Instructions to follow —
The number of lines containing "instance" is the only answer wanted; work it out from the entries below.

****

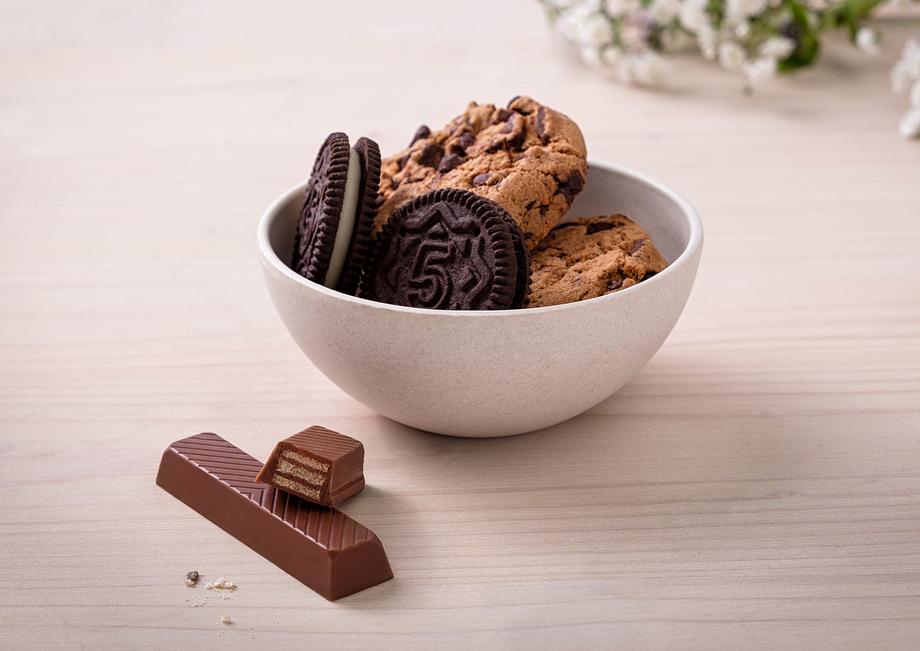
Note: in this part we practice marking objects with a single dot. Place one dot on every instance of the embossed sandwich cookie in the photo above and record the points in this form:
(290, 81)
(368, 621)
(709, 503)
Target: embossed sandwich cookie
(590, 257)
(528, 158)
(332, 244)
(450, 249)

****

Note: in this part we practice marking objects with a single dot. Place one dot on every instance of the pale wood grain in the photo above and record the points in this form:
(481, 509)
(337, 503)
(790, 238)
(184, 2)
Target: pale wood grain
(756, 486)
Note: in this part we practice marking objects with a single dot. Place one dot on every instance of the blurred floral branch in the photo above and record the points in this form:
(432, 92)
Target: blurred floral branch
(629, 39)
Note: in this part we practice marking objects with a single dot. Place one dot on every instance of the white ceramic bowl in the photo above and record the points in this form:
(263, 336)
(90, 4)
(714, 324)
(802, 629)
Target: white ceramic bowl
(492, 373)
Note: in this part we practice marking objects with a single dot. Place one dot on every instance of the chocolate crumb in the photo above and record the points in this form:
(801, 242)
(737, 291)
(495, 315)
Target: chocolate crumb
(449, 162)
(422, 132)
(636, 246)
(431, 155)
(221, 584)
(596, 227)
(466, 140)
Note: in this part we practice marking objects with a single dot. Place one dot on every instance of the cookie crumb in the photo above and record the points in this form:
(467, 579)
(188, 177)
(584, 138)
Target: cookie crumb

****

Exercise solution —
6